GIVEN REQUEST ▸ Pick out and copy every line in the items below that contains the word "pumpkin". Case matters.

SUPPLIED ENTRIES ▸
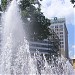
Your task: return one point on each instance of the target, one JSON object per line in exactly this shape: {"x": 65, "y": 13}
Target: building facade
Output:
{"x": 49, "y": 46}
{"x": 58, "y": 25}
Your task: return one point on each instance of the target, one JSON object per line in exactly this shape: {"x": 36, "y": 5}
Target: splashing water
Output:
{"x": 15, "y": 58}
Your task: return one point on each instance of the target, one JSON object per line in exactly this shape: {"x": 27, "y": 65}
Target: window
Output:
{"x": 61, "y": 29}
{"x": 61, "y": 36}
{"x": 56, "y": 26}
{"x": 51, "y": 26}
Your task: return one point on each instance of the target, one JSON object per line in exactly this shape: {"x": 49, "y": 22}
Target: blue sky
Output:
{"x": 62, "y": 8}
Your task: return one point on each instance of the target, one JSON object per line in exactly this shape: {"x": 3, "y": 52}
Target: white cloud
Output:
{"x": 58, "y": 8}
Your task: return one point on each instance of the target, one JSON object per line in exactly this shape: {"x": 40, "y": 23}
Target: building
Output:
{"x": 58, "y": 25}
{"x": 48, "y": 46}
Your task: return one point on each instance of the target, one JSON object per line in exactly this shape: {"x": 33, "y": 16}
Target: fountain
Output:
{"x": 15, "y": 57}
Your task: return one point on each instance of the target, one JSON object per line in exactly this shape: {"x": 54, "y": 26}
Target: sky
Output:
{"x": 62, "y": 8}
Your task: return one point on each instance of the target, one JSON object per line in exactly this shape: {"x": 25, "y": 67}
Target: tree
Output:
{"x": 37, "y": 26}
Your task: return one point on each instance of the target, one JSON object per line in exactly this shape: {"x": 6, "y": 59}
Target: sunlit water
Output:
{"x": 15, "y": 58}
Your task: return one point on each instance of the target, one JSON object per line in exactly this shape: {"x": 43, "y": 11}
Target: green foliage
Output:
{"x": 37, "y": 26}
{"x": 72, "y": 1}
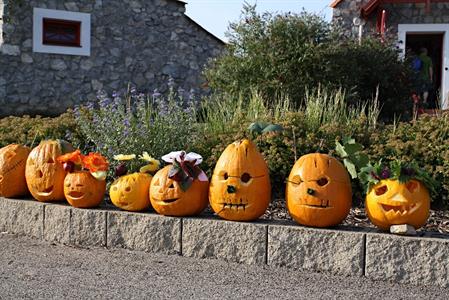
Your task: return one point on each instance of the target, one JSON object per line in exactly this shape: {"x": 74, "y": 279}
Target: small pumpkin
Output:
{"x": 318, "y": 191}
{"x": 131, "y": 192}
{"x": 240, "y": 188}
{"x": 82, "y": 190}
{"x": 390, "y": 202}
{"x": 44, "y": 174}
{"x": 168, "y": 198}
{"x": 12, "y": 170}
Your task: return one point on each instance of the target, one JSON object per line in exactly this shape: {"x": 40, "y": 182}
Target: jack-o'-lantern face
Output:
{"x": 240, "y": 188}
{"x": 167, "y": 197}
{"x": 131, "y": 192}
{"x": 44, "y": 174}
{"x": 82, "y": 190}
{"x": 318, "y": 191}
{"x": 393, "y": 203}
{"x": 12, "y": 170}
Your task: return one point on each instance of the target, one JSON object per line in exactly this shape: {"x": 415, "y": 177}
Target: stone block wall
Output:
{"x": 142, "y": 42}
{"x": 402, "y": 13}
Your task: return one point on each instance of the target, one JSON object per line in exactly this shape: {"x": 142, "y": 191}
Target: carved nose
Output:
{"x": 232, "y": 189}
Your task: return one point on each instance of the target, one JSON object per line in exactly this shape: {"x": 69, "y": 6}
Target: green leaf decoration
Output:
{"x": 340, "y": 150}
{"x": 273, "y": 128}
{"x": 350, "y": 167}
{"x": 255, "y": 128}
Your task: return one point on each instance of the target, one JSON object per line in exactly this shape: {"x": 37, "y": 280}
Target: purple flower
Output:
{"x": 385, "y": 173}
{"x": 408, "y": 171}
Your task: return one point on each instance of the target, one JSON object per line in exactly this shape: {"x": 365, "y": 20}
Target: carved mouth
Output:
{"x": 234, "y": 206}
{"x": 400, "y": 209}
{"x": 323, "y": 204}
{"x": 46, "y": 192}
{"x": 76, "y": 195}
{"x": 170, "y": 200}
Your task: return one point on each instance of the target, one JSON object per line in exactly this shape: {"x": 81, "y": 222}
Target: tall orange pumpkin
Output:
{"x": 12, "y": 170}
{"x": 44, "y": 174}
{"x": 318, "y": 191}
{"x": 393, "y": 203}
{"x": 240, "y": 188}
{"x": 167, "y": 197}
{"x": 82, "y": 190}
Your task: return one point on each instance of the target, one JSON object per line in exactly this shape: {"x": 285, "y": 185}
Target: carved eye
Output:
{"x": 381, "y": 190}
{"x": 296, "y": 179}
{"x": 245, "y": 178}
{"x": 322, "y": 181}
{"x": 411, "y": 186}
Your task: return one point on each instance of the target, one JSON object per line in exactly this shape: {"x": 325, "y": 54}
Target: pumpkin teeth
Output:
{"x": 400, "y": 209}
{"x": 170, "y": 200}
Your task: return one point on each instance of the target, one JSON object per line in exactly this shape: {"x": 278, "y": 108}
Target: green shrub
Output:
{"x": 135, "y": 122}
{"x": 290, "y": 53}
{"x": 30, "y": 131}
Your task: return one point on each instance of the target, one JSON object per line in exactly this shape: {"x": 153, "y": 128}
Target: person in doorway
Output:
{"x": 426, "y": 74}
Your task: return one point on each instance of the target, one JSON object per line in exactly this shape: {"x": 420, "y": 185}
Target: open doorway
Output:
{"x": 433, "y": 42}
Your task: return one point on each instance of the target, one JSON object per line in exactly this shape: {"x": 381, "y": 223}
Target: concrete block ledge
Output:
{"x": 412, "y": 260}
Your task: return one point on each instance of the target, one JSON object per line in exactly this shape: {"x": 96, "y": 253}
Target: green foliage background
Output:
{"x": 288, "y": 54}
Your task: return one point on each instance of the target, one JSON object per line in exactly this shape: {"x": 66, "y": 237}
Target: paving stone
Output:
{"x": 144, "y": 232}
{"x": 57, "y": 223}
{"x": 23, "y": 217}
{"x": 230, "y": 241}
{"x": 407, "y": 259}
{"x": 316, "y": 250}
{"x": 88, "y": 227}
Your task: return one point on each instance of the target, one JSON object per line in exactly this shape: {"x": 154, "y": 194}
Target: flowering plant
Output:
{"x": 185, "y": 168}
{"x": 95, "y": 163}
{"x": 151, "y": 167}
{"x": 396, "y": 170}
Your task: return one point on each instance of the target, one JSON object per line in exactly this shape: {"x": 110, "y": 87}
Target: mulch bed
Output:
{"x": 438, "y": 221}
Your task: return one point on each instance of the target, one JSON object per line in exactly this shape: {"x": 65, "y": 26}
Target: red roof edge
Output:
{"x": 335, "y": 3}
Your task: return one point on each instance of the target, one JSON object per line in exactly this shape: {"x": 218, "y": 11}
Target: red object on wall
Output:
{"x": 61, "y": 32}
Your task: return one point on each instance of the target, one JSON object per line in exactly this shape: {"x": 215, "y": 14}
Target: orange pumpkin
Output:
{"x": 82, "y": 190}
{"x": 167, "y": 197}
{"x": 240, "y": 188}
{"x": 12, "y": 170}
{"x": 131, "y": 192}
{"x": 318, "y": 191}
{"x": 44, "y": 174}
{"x": 393, "y": 203}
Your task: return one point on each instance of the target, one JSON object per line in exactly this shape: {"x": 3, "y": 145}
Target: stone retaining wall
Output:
{"x": 416, "y": 260}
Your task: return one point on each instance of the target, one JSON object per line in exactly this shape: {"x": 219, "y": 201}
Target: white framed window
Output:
{"x": 61, "y": 32}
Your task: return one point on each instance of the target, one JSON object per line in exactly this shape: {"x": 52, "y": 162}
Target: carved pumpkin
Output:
{"x": 318, "y": 191}
{"x": 12, "y": 170}
{"x": 44, "y": 174}
{"x": 393, "y": 203}
{"x": 82, "y": 190}
{"x": 240, "y": 188}
{"x": 131, "y": 192}
{"x": 167, "y": 197}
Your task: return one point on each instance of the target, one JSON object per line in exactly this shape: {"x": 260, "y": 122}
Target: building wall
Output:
{"x": 406, "y": 13}
{"x": 143, "y": 42}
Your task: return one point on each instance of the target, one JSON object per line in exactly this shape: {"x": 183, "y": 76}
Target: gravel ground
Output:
{"x": 31, "y": 269}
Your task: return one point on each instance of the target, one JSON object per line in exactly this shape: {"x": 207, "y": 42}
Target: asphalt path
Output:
{"x": 32, "y": 269}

WORKED SOLUTION ▸
Target: small pumpkin
Target: tall orange pumpkin
Target: pumpkin teeth
Target: orange pumpkin
Target: carved pumpkin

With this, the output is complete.